▶ **Passage for review**
Segment Open

In an essay titled “Face the People and Speak” in Boom: A Journal of California last winter, Abby Smith Rumsey (convener and director of the former iteration of SCI at Virginia) wrote about her vision for a changing scholarly communication landscape:

In this world of proliferating arenas of expertise and specialization, we accept that we are, each and every one of us, “the general public” in all things except our own particular area of knowledge or skill. To the mycologist, a microbiologist is a layman, and to the expert on Leonardo da Vinci, the Nobelist in economics is at best an amateur in matters art historical. But, collectively, we advance knowledge and attend to the responsible use of that knowledge.

This year’s theme at the Triangle SCI is Scholarship and the Crowd, and participants will work on envisioning and building models for fostering and sustaining an ecosystem that is more catholic in its scope than what we usually think of when we hear the term “scholarly communication”.

It’s not just about peer reviewed journals, specialist conferences, and experts talking with other experts in narrowly defined disciplines. There is a global community of latent scholars – readers and writers and learners and thinkers; curators, data collectors, and people who are creating rich data sets of the human experience simply by leaving traces of their daily activities in the online spaces so many of us now frequent.

Segment Closed

▶ **Source material**
Segment Open

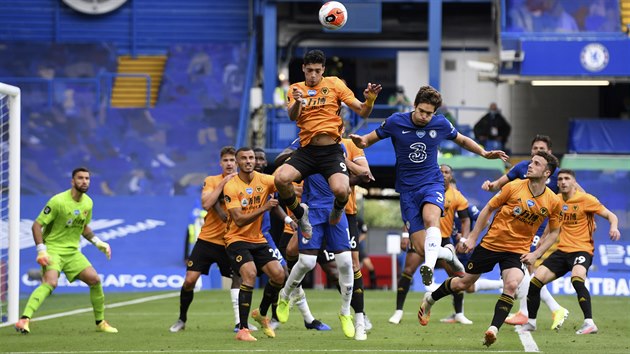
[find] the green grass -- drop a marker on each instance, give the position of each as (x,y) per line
(144,327)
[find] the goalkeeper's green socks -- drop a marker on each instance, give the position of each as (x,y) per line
(37,298)
(98,301)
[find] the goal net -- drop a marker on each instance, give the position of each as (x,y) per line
(9,202)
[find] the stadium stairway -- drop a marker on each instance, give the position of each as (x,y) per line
(624,8)
(131,92)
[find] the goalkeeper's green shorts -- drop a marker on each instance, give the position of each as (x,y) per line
(72,264)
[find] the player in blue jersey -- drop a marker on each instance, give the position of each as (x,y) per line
(416,137)
(558,313)
(318,196)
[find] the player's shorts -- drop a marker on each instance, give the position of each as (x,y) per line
(276,251)
(71,264)
(560,263)
(336,237)
(353,227)
(204,254)
(411,204)
(326,160)
(483,260)
(241,252)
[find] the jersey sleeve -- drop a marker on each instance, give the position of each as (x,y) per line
(501,197)
(230,195)
(49,213)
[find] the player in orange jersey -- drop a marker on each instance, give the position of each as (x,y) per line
(575,249)
(314,105)
(521,207)
(210,246)
(247,197)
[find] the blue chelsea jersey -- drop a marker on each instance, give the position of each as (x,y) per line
(416,148)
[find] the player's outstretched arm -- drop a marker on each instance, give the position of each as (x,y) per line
(101,245)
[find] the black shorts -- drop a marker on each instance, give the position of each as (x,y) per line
(312,159)
(353,228)
(483,261)
(242,252)
(205,253)
(560,263)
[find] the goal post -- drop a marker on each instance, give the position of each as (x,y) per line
(9,202)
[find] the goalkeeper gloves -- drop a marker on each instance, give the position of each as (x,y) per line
(42,255)
(102,246)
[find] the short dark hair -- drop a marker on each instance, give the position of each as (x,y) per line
(315,56)
(228,150)
(79,169)
(544,138)
(427,94)
(552,161)
(244,148)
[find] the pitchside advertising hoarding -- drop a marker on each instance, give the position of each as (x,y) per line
(148,238)
(147,235)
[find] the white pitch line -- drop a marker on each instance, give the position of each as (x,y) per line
(529,344)
(110,306)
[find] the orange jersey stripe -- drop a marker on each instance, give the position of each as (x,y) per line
(519,216)
(578,224)
(454,201)
(248,197)
(321,105)
(213,228)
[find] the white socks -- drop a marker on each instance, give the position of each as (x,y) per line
(432,245)
(234,298)
(487,284)
(305,263)
(545,296)
(346,279)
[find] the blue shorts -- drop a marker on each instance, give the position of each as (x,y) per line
(337,237)
(276,252)
(411,204)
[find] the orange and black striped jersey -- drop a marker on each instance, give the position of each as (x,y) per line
(578,223)
(519,216)
(248,197)
(213,228)
(353,154)
(454,201)
(321,105)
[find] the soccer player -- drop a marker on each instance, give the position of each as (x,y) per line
(521,207)
(247,197)
(416,137)
(355,158)
(454,201)
(57,232)
(575,249)
(314,104)
(519,171)
(210,246)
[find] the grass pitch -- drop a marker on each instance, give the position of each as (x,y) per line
(143,327)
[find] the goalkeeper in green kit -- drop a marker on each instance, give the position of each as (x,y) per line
(57,232)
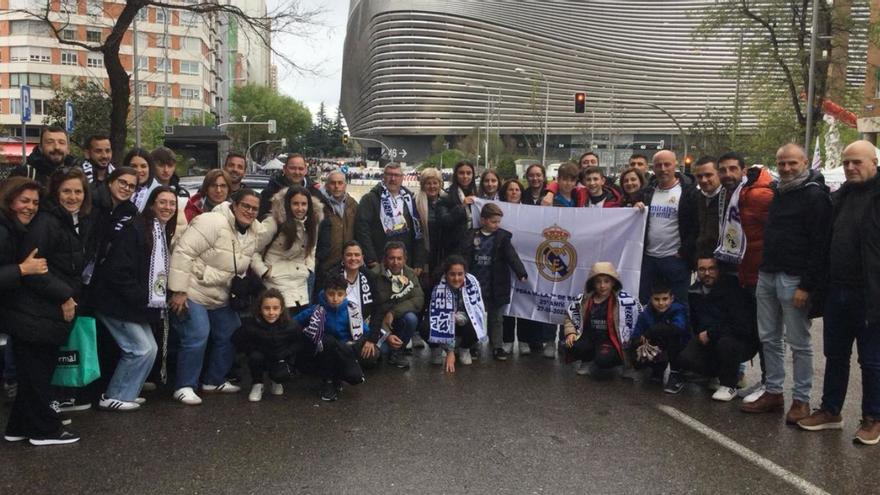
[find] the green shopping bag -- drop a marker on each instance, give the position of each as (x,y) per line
(78,360)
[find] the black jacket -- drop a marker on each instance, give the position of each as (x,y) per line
(724,311)
(39,168)
(11,233)
(795,239)
(34,311)
(120,285)
(871,257)
(369,233)
(504,259)
(688,224)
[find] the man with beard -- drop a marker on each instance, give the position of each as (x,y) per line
(99,154)
(52,153)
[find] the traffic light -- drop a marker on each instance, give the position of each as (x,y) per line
(580,102)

Segment Closed

▶ **What to work on**
• a. List every kind of person or contributor that the passage on scholarly communication names as part of the global community of latent scholars.
• b. Render this sentence from the passage on scholarly communication in Spanish: "To the mycologist, a microbiologist is a layman, and to the expert on Leonardo da Vinci, the Nobelist in economics is at best an amateur in matters art historical."
• c. Revise the passage on scholarly communication from "This year’s theme" up to and including "us now frequent.", putting "worldwide community" in place of "global community".
None of the material is needed here.

▶ **Problem solutions**
• a.
- readers
- writers
- learners
- thinkers
- curators
- data collectors
- people who are creating rich data sets of the human experience by leaving traces of their daily activities in online spaces

• b. Para el micólogo, un microbiólogo es un lego, y para el experto en Leonardo da Vinci, el premio Nobel de economía es, en el mejor de los casos, un aficionado en cuestiones de historia del arte.

• c.
This year’s theme at the Triangle SCI is Scholarship and the Crowd, and participants will work on envisioning and building models for fostering and sustaining an ecosystem that is more catholic in its scope than what we usually think of when we hear the term “scholarly communication”.

It’s not just about peer reviewed journals, specialist conferences, and experts talking with other experts in narrowly defined disciplines. There is a worldwide community of latent scholars – readers and writers and learners and thinkers; curators, data collectors, and people who are creating rich data sets of the human experience simply by leaving traces of their daily activities in the online spaces so many of us now frequent.